* [Provided material]
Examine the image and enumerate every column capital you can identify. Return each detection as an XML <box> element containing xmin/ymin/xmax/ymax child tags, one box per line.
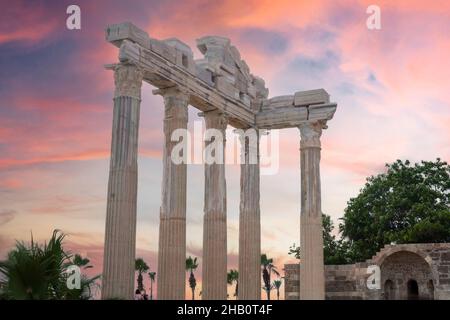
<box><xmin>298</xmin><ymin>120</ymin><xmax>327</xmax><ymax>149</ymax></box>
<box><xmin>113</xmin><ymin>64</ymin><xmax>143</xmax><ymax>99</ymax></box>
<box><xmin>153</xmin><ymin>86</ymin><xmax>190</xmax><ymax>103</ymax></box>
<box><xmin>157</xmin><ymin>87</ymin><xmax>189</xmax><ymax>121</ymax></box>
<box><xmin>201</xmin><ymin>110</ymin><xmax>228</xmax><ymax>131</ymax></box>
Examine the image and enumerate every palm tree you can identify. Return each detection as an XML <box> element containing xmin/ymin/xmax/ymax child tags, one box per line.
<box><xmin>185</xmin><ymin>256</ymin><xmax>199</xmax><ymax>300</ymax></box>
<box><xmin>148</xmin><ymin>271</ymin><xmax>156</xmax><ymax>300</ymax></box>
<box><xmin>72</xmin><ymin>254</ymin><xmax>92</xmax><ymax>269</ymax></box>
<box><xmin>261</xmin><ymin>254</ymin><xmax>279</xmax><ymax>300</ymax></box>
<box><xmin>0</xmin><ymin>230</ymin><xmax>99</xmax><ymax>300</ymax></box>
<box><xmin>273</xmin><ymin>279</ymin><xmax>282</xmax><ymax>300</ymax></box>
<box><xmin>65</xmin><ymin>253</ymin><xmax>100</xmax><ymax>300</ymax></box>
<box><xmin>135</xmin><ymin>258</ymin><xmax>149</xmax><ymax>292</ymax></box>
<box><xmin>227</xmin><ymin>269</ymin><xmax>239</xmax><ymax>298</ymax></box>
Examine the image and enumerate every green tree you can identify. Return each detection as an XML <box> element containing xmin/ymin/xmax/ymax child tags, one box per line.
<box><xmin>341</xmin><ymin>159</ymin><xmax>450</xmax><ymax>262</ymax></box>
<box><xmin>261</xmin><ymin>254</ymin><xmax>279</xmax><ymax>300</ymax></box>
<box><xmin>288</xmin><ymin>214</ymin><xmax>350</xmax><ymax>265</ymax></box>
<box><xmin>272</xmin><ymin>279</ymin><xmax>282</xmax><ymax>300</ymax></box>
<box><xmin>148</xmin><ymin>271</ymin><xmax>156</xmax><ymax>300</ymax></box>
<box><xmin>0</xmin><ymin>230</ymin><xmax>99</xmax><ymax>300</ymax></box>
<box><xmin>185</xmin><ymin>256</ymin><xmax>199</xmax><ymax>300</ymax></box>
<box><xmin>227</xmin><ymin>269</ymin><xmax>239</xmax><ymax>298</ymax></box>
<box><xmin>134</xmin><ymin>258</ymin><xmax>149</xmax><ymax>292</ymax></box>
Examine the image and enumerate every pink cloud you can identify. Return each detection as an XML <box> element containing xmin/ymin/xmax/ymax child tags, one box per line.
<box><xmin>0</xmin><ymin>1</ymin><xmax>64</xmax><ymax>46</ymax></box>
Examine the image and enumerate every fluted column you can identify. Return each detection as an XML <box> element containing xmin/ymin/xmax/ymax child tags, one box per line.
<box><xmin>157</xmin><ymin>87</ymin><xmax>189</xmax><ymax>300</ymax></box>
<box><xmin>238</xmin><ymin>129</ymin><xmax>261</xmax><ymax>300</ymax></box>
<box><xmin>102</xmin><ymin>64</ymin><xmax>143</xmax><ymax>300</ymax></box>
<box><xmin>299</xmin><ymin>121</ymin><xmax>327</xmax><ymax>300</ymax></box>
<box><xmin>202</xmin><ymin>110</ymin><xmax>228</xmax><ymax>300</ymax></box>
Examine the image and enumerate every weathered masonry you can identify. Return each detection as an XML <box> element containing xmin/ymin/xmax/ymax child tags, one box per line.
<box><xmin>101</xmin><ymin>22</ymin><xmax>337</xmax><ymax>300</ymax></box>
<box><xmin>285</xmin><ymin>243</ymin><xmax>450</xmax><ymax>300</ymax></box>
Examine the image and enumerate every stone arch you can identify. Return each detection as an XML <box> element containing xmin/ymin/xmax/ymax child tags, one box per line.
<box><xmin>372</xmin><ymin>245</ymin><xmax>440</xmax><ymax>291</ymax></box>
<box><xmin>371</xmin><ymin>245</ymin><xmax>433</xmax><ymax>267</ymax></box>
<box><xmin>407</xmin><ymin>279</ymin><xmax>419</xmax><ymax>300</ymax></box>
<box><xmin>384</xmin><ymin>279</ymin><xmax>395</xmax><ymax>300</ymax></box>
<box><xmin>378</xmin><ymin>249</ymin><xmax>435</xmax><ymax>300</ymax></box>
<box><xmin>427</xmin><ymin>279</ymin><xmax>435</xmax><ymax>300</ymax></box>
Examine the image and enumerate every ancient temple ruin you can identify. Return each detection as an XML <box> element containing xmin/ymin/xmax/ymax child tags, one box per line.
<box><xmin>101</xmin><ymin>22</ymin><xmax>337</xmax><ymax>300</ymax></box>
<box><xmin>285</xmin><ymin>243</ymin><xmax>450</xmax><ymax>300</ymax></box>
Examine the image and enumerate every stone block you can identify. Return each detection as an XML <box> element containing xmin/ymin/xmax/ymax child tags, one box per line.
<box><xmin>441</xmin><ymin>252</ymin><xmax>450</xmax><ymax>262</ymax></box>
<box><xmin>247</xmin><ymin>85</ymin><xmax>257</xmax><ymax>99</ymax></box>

* [Exercise description] All lines from the one holding "Examine the image and enumerate every ancient" through the final line of the material must be set down exactly, and nothing else may be added.

* [Problem solution]
Examine the image and enumerate every ancient temple ruin you can identify. Return each detection as an XML <box> element containing xmin/ymin/xmax/ymax child tags, one box per line.
<box><xmin>101</xmin><ymin>22</ymin><xmax>337</xmax><ymax>300</ymax></box>
<box><xmin>285</xmin><ymin>243</ymin><xmax>450</xmax><ymax>300</ymax></box>
Examine the image and enumerate every stone block you can identify. Return each detection as an XML <box> element containing xmin/ymin/xmax/ymax child tags, one box per line.
<box><xmin>441</xmin><ymin>252</ymin><xmax>450</xmax><ymax>262</ymax></box>
<box><xmin>247</xmin><ymin>85</ymin><xmax>257</xmax><ymax>99</ymax></box>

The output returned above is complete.